═══ Material provided ═══

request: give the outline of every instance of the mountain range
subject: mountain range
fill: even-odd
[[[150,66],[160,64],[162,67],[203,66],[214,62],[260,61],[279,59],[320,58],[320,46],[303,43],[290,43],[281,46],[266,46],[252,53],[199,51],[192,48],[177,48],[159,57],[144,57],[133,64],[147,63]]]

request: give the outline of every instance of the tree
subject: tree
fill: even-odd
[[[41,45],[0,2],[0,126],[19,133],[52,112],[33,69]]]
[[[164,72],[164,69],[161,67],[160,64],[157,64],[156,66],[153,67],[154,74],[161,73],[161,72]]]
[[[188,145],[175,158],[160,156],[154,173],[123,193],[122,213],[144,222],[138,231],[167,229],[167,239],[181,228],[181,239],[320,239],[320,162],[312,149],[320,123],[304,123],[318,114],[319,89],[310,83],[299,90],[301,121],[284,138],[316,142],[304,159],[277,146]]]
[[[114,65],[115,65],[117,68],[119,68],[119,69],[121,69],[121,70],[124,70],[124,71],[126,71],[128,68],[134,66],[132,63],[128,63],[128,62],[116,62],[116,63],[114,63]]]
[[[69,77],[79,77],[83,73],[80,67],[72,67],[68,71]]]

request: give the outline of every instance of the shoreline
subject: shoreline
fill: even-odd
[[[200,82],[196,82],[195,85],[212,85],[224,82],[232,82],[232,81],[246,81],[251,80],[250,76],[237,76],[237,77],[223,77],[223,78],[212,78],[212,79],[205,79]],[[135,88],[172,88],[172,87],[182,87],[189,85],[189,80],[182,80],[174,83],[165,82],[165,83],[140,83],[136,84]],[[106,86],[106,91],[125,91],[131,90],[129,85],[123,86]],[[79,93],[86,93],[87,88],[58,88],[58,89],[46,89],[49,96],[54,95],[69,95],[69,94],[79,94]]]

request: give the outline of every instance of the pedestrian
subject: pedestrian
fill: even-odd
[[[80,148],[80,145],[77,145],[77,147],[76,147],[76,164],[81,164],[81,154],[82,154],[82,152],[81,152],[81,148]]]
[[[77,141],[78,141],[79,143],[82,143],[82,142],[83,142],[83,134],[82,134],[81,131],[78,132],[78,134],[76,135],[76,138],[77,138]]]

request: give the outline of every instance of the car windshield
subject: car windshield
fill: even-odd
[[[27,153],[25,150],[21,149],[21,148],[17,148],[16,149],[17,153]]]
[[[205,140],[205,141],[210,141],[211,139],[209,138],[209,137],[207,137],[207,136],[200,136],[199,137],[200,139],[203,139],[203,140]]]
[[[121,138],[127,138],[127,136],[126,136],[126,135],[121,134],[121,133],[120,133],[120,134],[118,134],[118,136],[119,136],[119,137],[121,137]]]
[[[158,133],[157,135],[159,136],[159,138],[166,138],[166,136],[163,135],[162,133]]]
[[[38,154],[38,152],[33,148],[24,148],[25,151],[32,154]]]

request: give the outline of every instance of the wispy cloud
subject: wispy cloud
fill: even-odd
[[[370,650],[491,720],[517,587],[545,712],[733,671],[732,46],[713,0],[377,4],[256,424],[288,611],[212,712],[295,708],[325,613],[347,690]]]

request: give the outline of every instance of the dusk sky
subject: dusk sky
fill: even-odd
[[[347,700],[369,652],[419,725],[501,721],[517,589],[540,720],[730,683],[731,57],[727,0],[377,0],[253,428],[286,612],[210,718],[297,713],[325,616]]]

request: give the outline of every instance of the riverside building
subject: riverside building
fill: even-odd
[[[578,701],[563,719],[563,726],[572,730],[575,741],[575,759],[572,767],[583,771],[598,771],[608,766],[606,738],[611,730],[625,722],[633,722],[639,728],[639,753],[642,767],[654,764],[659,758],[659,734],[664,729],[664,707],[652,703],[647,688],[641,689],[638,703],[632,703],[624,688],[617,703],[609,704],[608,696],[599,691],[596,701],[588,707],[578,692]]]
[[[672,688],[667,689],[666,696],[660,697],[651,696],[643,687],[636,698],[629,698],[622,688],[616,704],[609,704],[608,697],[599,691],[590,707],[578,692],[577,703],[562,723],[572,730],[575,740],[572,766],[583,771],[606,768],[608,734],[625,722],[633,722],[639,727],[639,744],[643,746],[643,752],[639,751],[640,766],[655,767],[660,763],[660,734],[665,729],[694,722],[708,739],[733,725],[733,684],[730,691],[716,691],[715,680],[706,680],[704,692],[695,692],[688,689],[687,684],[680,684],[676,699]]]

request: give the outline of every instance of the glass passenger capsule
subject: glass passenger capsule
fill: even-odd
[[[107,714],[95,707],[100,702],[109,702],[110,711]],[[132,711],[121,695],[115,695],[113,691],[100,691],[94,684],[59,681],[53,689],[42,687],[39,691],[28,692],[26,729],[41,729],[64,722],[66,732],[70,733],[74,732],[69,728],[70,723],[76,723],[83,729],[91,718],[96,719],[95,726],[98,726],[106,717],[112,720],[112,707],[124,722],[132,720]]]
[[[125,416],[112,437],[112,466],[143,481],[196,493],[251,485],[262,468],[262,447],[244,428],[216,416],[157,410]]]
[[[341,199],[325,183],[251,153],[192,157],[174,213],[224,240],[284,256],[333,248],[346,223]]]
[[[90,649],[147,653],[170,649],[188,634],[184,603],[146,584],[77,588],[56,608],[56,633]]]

═══

Required work.
Using the data above, repeat exactly the lines that begin at the line with "subject: mountain range" and end at the line with "subject: tree", both ends included.

Task output.
subject: mountain range
fill: even-odd
[[[150,66],[160,64],[162,67],[203,66],[214,62],[260,61],[279,59],[320,58],[320,46],[303,43],[290,43],[281,46],[266,46],[252,53],[199,51],[192,48],[177,48],[159,57],[144,57],[133,64],[147,63]]]

request: give the outline of every instance of the tree
subject: tree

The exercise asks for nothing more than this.